___ DATA EXCERPTS

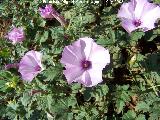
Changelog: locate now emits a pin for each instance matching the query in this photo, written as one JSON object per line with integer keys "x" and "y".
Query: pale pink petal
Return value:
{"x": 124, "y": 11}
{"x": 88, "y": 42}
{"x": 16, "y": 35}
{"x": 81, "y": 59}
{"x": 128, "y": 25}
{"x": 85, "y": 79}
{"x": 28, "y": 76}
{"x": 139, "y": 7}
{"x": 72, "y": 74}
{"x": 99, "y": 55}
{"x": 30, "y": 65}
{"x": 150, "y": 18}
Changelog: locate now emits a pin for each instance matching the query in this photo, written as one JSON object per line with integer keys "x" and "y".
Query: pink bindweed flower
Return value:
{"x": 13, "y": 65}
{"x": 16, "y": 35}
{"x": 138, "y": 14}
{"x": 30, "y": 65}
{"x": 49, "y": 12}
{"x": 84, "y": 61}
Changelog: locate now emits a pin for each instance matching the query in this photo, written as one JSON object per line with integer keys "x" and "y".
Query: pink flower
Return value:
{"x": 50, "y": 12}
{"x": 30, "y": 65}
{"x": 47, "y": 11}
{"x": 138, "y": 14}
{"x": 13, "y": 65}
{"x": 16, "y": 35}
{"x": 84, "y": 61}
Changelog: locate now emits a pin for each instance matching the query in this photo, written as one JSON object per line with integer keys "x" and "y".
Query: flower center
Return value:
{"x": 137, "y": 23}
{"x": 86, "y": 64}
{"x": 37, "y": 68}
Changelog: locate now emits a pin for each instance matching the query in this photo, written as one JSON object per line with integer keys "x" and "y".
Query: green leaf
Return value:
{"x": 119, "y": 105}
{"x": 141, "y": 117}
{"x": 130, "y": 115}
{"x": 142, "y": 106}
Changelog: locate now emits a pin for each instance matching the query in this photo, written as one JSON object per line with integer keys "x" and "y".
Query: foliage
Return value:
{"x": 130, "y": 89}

______
___ DATA EXCERPTS

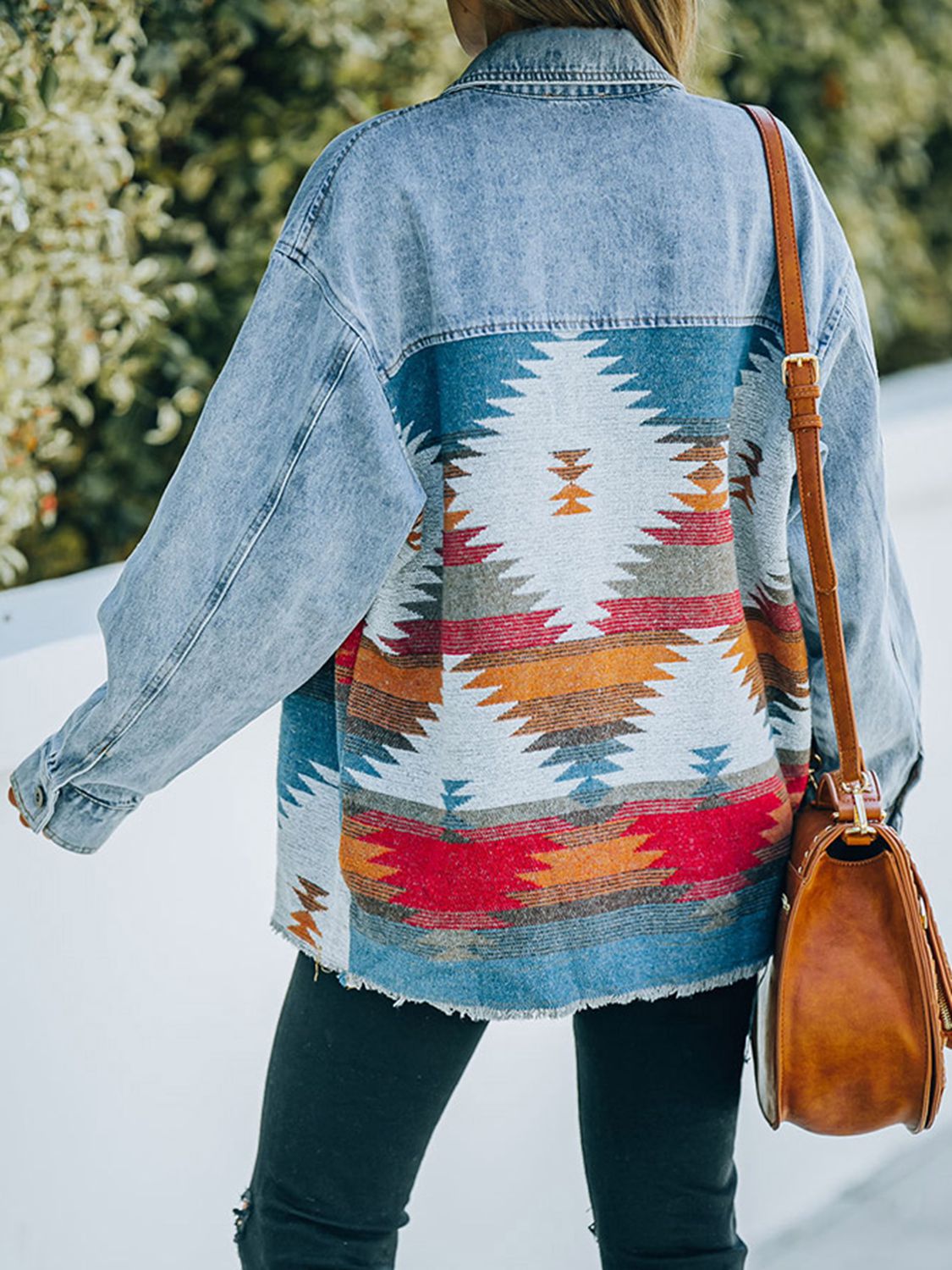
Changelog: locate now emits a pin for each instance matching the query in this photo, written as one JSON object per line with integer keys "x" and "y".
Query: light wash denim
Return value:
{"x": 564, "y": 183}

______

If a line in the listing contains "flower", it counts. Say how many lines count, with no other words.

3